** Given data follows **

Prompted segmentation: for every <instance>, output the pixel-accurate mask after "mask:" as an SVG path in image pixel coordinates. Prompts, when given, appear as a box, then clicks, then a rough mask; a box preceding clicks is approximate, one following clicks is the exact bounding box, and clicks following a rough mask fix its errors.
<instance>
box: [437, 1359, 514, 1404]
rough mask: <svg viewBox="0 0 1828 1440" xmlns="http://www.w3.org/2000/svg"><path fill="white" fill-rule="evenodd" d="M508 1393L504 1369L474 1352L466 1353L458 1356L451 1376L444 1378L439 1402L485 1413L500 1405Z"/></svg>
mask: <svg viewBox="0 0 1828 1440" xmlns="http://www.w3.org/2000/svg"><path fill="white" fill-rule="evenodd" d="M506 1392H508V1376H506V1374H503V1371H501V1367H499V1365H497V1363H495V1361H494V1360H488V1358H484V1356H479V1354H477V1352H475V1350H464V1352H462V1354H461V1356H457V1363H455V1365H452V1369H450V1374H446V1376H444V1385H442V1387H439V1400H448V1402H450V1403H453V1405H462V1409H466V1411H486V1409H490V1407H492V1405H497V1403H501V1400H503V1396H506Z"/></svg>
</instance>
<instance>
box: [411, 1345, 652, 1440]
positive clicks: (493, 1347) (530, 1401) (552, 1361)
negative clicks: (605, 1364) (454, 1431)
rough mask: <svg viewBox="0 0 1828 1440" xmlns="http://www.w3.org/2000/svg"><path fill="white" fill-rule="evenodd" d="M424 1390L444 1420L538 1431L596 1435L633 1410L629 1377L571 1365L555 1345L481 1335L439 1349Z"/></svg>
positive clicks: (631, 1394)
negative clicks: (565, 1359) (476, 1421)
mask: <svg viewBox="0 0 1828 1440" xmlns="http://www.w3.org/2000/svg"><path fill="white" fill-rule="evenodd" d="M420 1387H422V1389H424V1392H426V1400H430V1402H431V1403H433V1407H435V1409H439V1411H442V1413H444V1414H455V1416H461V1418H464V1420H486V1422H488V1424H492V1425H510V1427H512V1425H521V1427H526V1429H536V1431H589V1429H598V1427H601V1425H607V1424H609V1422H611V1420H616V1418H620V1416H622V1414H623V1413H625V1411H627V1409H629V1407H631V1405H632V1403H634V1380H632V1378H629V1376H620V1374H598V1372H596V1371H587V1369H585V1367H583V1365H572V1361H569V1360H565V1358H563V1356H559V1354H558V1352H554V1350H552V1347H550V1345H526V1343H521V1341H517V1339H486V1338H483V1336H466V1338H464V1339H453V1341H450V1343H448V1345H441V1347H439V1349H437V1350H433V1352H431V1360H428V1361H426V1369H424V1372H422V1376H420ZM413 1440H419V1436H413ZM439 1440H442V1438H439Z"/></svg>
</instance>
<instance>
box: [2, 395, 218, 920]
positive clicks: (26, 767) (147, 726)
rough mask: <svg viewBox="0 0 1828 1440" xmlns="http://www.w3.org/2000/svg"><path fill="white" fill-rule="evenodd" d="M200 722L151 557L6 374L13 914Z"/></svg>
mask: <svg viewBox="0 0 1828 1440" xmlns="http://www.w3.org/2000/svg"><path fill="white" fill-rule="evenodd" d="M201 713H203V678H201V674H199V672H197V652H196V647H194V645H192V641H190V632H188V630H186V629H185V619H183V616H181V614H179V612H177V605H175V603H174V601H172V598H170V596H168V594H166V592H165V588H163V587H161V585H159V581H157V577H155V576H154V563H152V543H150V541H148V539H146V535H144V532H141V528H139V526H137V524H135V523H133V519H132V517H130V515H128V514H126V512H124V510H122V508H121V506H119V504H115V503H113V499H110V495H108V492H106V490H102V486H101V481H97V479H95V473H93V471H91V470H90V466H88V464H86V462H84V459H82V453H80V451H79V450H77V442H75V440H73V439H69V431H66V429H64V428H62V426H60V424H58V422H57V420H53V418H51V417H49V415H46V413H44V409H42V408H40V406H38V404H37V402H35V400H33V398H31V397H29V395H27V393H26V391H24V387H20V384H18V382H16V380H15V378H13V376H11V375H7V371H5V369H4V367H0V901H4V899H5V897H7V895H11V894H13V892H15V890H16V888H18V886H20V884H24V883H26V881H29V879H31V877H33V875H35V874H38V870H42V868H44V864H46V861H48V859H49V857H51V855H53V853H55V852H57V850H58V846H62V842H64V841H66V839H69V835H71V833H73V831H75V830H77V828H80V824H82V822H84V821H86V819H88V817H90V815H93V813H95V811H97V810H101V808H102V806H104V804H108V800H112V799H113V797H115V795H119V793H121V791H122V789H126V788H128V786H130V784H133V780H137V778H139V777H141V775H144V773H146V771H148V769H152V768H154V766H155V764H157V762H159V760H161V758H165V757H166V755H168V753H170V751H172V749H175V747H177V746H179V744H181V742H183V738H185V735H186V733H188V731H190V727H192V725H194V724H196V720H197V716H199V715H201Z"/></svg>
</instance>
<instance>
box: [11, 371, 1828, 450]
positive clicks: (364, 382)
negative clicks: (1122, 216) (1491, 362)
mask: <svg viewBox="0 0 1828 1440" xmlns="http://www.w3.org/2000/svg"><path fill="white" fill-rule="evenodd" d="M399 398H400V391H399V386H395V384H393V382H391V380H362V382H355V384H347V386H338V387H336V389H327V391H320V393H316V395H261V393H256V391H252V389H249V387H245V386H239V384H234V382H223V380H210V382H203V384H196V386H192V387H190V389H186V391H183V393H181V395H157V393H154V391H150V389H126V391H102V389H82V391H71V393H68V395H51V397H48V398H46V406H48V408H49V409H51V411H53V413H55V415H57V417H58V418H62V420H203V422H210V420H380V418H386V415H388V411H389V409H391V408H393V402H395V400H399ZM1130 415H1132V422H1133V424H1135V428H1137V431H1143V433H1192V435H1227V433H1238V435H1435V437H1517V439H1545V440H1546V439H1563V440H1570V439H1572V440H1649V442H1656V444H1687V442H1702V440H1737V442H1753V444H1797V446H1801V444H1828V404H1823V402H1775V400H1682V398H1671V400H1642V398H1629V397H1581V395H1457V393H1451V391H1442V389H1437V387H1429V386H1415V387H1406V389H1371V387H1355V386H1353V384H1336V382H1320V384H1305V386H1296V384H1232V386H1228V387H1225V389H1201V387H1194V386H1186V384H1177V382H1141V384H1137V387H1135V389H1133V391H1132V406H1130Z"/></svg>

** End of Given data **

Please make an exact copy of the lines above from the line with "negative clicks: (605, 1364) (454, 1431)" through the line with "positive clicks: (631, 1394)", both ends included.

Result of the task —
negative clicks: (605, 1364) (454, 1431)
rough mask: <svg viewBox="0 0 1828 1440" xmlns="http://www.w3.org/2000/svg"><path fill="white" fill-rule="evenodd" d="M424 1390L444 1420L538 1431L596 1435L633 1410L629 1377L571 1365L555 1345L481 1335L439 1349Z"/></svg>
positive clicks: (631, 1394)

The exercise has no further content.